[Task to complete]
Output every one of the records below verbatim, line for line.

[Entries for pointing and labeling]

■ ■ ■ ■ ■ ■ ■

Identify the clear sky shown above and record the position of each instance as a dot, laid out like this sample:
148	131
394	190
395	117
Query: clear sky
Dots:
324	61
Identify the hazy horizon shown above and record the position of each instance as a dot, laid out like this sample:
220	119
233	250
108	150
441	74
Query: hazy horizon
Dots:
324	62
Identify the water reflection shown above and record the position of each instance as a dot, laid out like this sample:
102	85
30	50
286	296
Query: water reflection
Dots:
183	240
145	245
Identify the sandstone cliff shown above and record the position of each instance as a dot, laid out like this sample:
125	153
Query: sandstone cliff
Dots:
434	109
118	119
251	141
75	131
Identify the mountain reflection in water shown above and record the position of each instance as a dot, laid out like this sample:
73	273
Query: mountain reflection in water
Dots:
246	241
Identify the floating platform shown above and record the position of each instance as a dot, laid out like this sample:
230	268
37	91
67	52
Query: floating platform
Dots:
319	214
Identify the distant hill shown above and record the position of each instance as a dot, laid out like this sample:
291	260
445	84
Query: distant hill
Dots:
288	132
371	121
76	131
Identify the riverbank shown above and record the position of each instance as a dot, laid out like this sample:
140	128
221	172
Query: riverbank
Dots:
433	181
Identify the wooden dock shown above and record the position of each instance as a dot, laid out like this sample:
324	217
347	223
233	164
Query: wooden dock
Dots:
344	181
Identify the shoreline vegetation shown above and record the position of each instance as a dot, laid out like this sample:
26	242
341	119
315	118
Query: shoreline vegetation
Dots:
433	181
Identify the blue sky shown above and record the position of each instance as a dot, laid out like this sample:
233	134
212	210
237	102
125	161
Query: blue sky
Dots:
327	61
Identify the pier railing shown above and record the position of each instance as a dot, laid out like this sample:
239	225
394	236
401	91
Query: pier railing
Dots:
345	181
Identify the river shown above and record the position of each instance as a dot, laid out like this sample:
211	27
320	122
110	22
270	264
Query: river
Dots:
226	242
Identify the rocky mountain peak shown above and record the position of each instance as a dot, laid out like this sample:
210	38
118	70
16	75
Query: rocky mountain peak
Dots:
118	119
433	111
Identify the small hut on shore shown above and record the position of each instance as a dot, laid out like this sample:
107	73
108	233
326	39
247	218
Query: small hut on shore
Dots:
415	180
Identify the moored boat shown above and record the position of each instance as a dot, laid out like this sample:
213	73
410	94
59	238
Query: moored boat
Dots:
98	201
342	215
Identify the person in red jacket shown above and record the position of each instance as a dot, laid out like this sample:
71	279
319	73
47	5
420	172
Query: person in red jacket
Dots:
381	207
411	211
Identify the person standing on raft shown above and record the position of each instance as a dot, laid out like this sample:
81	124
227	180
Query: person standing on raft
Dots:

■ ■ ■ ■ ■ ■ ■

[Correct answer]
Identify the clear sky shown above and record the position of each instance as a dot, laid out like this sample:
148	131
394	190
395	117
Query: clear sky
Dots:
324	61
Identify the hazy horizon shown above and record the position of each instance as a dot, laid out like this sample:
220	119
233	250
108	150
441	74
Query: hazy horizon
Dots:
324	62
Identify the water reflection shown above and record the position of each instance as a dot, laid out like this sample:
102	85
30	50
286	296
Query: water reflection
Dots:
183	240
145	245
Identify the sandstone cliff shown above and record the position of each instance as a dot, laid out like this sample:
125	153
Query: sandstone cliff
Dots:
434	109
118	119
251	141
75	131
Identify the mountain reflection in water shown above and record the position of each instance as a dot, laid out like this sample:
73	273
Query: mountain reflection in water
Dots:
246	241
Identify the floating platform shown above and record the position of each instance as a dot, laid out like this sample:
230	268
37	91
67	52
Query: floating platform
Dots:
319	214
Identify the distant hill shown above and record the position of each instance as a dot, laid out like this sample:
291	260
445	84
Query: distant hill
Dots:
288	132
371	121
76	131
Identify the riverbank shown above and record the position of each instance as a dot, laid out like this sample:
140	128
221	172
Query: riverbank
Dots:
433	181
Identify the wooden dock shown above and record the position of each instance as a dot, laid out like this sample:
324	217
347	223
233	164
Query: wooden dock
Dots:
344	181
Identify the shoreline vegetation shown above and record the position of each instance as a dot, laid out like this sample:
26	242
341	119
315	118
Query: shoreline vegetation
Dots:
433	181
Identify the blue sky shown above and record the position of each instance as a dot, laid out like this sample:
233	134
212	210
237	102
125	161
Query: blue sky
Dots:
327	61
Identify the pier railing shown above and record the position of each instance as a dot, laid out like this sample:
239	225
394	236
401	91
Query: pier railing
Dots:
345	181
Identify the river shown above and record the position of each instance as a dot, laid out like this sample:
211	27
320	122
110	22
270	264
Query: river
Dots:
226	242
Identify the rocky mountain peak shown above and record the position of each instance as a dot, laid out like this sample:
210	38
118	70
16	75
Query: rocky mountain peak
Dots:
118	119
433	111
Identify the small hut on shore shown above and record the position of each instance as a dot, laid out like this sample:
107	73
108	233
326	39
247	218
Query: small hut on shore
Dots:
415	180
Identify the moored boat shown above and record the position of each instance as a dot, laid out like this sample:
213	73
410	94
59	238
Query: moored boat
Dots:
98	201
342	215
Identify the person in red jacket shown above and record the position of each instance as a dot, laid out like this sample:
71	279
319	73
47	5
420	172
Query: person in red jacket
Dots:
381	207
411	211
Identify the person standing on raft shown above and record the position of each instance as a dot, laid out like this sample:
81	124
227	180
Query: person standing on raft
Dots:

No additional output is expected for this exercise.